Required work: Your task is to set down the line containing "of the dense" and every later line of the entries, word for word, including the last.

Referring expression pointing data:
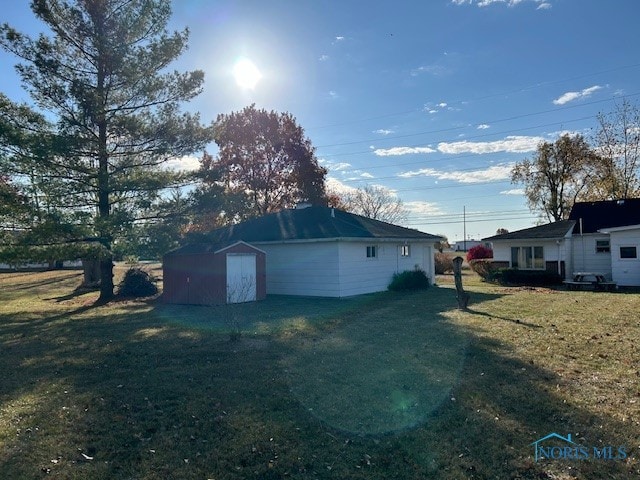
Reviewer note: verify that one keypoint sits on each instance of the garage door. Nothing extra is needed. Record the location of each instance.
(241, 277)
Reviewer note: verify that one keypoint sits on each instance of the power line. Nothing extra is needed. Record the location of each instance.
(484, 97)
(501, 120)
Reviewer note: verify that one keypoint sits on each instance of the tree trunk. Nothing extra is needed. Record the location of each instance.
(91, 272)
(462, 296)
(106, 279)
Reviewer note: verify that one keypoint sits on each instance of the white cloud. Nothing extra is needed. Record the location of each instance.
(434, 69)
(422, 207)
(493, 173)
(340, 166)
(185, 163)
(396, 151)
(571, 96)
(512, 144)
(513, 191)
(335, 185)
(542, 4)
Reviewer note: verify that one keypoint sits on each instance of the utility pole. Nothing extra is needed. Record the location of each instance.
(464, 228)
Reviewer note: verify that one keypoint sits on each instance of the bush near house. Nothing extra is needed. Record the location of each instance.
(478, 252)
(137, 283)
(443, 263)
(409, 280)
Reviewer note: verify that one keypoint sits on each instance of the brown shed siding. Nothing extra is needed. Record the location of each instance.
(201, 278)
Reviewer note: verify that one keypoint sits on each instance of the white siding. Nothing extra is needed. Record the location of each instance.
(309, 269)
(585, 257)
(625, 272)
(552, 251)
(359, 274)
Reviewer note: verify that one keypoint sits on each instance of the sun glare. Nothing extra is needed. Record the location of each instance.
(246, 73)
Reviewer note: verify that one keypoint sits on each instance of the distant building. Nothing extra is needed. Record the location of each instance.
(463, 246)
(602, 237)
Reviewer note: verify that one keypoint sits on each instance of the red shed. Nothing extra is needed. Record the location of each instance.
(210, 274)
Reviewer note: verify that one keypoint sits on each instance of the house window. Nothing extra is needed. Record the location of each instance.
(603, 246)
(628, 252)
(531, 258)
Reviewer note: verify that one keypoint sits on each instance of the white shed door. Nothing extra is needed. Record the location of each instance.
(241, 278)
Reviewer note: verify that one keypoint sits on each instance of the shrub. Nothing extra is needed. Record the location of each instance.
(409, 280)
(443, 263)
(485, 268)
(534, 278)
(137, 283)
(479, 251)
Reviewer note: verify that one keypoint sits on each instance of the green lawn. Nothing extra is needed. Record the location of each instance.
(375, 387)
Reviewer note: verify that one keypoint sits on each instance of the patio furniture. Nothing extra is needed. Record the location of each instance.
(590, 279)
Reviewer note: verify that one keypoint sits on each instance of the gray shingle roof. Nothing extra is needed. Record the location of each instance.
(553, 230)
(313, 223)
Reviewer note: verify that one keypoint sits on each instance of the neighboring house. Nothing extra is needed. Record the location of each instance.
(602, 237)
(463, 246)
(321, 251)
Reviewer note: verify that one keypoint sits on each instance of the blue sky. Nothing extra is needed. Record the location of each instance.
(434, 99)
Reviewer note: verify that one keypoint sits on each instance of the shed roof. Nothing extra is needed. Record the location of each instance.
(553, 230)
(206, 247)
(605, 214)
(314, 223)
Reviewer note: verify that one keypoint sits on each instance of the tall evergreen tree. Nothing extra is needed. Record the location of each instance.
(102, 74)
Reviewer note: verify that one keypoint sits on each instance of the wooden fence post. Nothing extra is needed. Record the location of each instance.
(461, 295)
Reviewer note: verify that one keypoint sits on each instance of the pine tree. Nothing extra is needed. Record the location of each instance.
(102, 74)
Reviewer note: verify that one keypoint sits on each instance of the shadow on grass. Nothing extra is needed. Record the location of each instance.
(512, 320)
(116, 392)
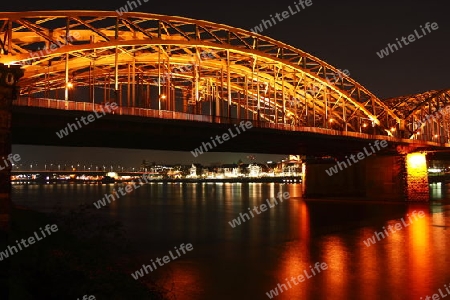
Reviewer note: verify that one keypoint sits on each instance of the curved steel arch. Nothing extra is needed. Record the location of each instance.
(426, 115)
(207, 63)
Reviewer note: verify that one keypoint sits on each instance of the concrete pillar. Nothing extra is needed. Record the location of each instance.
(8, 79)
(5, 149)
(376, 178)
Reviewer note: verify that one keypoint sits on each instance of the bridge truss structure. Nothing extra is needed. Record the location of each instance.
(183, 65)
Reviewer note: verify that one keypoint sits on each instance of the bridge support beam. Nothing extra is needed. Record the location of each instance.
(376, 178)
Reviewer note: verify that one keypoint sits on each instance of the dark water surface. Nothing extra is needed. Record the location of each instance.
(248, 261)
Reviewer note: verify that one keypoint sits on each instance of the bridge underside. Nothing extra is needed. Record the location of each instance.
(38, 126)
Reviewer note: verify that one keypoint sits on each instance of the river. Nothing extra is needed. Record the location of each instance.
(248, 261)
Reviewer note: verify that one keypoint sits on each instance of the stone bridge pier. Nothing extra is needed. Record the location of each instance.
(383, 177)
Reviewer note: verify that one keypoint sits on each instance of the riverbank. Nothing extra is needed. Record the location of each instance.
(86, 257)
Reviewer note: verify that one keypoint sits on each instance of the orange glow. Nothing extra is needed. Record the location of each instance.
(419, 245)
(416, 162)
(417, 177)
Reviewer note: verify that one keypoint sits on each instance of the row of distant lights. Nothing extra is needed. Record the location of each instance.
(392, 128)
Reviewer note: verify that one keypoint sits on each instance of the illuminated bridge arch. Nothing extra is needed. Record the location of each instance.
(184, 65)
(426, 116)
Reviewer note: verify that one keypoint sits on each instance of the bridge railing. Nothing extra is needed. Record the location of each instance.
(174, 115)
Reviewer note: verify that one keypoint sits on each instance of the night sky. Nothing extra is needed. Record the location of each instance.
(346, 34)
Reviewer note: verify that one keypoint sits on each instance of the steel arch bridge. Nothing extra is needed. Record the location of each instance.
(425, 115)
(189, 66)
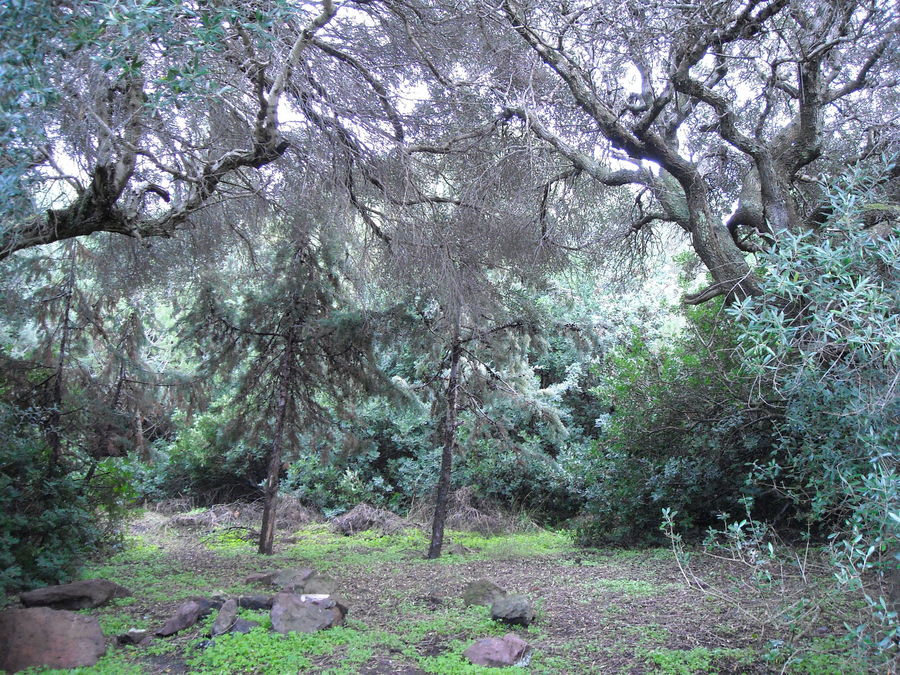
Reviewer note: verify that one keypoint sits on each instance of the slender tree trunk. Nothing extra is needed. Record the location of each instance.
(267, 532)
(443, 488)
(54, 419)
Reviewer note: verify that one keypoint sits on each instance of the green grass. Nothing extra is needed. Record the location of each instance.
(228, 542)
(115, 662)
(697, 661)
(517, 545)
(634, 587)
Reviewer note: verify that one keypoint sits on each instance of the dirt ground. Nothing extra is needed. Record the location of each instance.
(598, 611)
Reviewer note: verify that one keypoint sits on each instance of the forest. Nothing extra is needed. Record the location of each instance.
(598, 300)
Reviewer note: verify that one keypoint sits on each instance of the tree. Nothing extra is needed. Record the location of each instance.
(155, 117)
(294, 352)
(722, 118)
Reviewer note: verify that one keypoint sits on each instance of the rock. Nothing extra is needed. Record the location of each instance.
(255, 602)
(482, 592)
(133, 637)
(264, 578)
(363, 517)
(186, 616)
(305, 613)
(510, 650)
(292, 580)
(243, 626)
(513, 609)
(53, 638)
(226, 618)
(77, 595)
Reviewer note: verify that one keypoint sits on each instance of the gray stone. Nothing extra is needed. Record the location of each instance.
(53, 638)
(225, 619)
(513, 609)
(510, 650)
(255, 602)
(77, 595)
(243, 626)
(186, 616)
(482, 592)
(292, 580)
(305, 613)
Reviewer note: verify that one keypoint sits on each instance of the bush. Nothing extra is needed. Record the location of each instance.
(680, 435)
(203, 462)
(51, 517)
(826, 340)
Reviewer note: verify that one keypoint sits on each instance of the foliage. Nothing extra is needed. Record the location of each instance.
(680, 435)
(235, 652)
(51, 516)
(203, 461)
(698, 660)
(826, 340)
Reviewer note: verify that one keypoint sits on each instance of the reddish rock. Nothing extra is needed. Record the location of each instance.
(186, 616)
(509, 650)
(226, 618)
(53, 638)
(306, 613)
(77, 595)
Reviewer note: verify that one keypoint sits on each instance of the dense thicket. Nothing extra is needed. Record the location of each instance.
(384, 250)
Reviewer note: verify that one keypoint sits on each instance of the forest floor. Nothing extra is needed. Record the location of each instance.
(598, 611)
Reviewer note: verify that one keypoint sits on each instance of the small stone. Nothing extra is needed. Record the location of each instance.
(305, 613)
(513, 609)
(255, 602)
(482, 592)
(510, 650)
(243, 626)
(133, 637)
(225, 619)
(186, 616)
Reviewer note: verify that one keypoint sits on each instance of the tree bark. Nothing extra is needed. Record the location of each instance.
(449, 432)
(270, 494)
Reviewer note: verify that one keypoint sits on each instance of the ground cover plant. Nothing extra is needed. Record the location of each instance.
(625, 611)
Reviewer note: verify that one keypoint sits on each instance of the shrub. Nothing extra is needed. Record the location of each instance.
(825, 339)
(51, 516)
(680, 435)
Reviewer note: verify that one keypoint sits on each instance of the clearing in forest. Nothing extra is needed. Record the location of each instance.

Response to this exercise:
Reviewer note: verify that one keypoint sits on each instance of the dense thicket. Nothing extra is needed. Record the location of each instance.
(384, 250)
Reviewer note: verify that one keypoint sits on each instance of the forest floor. Nothing extra is needed. Record the location of each instance.
(598, 611)
Reviewer note: verify that one keypoint sits on each instance of the small stone. Nothing extra is needed. Record the location of each instance.
(305, 613)
(513, 609)
(255, 602)
(482, 592)
(510, 650)
(243, 626)
(133, 637)
(225, 619)
(186, 616)
Reviewer note: verify that one keypoint sits on each instance of the tree bark. Nothing extra is needed. Record the location of each instance.
(449, 432)
(270, 494)
Reviewer note: verify that one keypoint sits on each instance of the ground cover plant. Nothing extra is needed. Record the location of each instance.
(625, 611)
Reviewer note: verify that one keypoint sits on each instance of the shrub. Nothing extra is needed. Record the location of each instance.
(825, 339)
(51, 516)
(680, 435)
Reviewer note: verify that one keypoint sits on each instance of the clearing in forest. Nothing extra is needed. Record the location of each instance.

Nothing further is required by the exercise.